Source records

_ _ _

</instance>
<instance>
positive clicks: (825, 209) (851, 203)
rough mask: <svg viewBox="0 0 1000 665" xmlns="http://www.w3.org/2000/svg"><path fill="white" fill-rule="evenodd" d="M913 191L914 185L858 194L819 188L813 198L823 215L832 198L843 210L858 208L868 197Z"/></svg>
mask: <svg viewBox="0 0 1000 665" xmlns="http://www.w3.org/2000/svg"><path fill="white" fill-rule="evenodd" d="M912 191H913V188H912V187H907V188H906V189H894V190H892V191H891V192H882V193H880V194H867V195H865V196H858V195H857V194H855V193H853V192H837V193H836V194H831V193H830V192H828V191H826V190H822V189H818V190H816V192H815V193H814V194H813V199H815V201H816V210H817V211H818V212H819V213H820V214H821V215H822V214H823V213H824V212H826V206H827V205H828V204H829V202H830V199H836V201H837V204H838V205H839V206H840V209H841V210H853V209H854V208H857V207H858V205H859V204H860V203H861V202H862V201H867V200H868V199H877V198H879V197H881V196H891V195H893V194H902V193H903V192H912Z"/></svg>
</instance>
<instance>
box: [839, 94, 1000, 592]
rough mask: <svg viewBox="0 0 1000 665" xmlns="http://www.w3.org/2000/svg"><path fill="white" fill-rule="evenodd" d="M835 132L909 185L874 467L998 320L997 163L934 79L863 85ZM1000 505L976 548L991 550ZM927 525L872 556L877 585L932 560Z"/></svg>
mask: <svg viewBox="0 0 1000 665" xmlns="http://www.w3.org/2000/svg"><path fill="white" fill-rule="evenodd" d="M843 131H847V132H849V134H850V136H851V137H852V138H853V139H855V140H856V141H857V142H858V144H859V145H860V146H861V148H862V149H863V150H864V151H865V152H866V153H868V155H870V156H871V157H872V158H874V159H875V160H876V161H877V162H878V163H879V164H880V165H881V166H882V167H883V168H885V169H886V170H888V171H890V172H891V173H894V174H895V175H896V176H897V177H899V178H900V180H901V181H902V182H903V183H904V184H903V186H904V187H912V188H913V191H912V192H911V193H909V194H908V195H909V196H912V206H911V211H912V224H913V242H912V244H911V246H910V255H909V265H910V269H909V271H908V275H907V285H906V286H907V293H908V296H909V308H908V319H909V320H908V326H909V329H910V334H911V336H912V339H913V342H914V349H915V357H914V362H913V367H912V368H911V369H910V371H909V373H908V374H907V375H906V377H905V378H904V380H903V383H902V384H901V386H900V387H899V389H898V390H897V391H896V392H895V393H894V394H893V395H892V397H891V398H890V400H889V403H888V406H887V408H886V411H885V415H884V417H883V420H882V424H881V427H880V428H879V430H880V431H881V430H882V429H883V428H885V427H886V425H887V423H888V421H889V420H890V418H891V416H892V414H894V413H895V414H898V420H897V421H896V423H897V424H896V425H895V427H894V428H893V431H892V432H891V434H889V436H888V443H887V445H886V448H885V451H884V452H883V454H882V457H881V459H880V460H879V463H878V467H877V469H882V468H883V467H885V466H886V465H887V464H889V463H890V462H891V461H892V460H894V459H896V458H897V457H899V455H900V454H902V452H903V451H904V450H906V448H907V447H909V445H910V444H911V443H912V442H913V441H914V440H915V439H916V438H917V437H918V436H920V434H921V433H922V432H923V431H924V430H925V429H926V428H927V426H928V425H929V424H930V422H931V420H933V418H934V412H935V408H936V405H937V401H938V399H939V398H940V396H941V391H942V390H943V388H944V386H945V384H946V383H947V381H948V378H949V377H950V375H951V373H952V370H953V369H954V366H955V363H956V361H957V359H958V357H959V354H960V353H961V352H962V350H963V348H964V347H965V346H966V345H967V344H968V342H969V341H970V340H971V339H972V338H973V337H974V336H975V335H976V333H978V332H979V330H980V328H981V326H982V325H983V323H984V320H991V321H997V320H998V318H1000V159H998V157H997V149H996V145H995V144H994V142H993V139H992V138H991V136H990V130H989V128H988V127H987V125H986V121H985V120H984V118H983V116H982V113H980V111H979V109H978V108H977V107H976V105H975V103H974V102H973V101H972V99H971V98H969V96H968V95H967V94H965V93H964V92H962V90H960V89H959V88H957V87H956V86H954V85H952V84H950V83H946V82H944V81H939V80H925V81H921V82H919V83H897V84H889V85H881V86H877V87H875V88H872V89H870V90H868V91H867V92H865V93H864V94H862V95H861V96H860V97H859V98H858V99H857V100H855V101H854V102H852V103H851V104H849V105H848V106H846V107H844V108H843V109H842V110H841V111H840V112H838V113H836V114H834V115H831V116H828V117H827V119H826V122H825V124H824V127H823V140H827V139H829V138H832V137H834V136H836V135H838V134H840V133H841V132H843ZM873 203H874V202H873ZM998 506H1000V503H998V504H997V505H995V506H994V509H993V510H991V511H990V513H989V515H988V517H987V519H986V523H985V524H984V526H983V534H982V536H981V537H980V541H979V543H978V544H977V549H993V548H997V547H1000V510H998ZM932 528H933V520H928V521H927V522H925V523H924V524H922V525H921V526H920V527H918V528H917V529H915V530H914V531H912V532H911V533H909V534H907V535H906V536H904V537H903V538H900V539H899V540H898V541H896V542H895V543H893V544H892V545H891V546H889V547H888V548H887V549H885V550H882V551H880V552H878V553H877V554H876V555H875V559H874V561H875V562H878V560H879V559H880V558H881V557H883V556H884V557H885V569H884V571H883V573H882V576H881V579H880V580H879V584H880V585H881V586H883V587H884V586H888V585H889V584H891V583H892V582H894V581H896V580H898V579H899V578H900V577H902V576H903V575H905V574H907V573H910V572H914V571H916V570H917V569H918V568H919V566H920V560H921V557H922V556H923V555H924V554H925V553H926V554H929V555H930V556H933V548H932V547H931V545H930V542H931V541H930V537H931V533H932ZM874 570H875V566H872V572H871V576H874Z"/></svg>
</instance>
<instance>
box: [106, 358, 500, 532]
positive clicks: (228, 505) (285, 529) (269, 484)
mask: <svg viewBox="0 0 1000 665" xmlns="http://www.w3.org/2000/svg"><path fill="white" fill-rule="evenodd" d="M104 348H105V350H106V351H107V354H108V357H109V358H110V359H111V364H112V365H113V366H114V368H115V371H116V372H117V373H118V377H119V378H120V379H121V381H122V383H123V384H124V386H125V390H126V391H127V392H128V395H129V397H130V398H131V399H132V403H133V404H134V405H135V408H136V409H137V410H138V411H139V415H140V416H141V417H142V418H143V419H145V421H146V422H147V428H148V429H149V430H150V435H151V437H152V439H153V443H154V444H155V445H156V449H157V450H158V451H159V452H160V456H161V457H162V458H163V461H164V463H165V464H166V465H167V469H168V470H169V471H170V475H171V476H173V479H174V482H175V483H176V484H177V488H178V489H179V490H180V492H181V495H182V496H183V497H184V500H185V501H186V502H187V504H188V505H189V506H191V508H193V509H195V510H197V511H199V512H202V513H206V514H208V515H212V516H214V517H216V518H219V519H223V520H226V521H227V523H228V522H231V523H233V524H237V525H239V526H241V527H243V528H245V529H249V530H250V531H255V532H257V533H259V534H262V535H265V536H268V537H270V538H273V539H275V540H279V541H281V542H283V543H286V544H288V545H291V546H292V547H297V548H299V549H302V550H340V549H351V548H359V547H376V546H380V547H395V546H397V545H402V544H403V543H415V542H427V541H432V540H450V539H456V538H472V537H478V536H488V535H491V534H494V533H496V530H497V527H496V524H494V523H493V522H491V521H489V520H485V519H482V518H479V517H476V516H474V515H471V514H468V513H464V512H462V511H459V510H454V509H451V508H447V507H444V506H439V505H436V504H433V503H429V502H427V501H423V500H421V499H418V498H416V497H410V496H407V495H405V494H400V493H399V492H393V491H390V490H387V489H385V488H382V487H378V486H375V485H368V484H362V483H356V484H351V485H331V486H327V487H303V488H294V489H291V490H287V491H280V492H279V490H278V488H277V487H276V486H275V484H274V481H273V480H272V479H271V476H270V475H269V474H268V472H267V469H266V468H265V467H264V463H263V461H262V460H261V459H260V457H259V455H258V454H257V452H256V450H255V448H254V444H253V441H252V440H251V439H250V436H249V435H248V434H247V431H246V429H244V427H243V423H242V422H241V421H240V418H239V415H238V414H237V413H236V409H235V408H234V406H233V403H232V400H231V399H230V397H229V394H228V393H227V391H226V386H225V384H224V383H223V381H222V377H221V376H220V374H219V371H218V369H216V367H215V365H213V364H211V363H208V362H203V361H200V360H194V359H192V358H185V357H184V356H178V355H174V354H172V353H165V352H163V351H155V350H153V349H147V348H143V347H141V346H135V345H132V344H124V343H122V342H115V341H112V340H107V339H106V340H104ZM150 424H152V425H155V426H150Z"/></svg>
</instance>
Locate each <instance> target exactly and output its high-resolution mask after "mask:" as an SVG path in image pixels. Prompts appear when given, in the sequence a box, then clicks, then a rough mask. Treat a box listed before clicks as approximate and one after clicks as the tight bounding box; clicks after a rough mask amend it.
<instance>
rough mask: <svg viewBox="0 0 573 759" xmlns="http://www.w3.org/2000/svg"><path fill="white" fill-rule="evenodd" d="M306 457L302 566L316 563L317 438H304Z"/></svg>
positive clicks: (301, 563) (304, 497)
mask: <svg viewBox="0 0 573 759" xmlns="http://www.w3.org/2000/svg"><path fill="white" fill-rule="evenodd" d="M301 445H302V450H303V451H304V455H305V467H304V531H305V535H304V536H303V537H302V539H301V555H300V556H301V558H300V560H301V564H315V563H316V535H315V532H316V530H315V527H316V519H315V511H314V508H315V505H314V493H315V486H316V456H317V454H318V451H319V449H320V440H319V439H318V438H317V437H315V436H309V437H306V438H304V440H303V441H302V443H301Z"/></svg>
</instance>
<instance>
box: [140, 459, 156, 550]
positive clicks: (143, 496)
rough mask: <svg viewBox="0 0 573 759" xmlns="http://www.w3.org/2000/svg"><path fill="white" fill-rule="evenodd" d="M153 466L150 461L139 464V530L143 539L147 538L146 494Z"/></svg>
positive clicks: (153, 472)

_ _ _

Work item >>
Give back exactly the lines from the first line of the records through the line holding "positive clicks: (825, 209) (851, 203)", including both of those lines and leaving out all others.

Result of this exercise >>
</instance>
<instance>
positive clicks: (825, 209) (851, 203)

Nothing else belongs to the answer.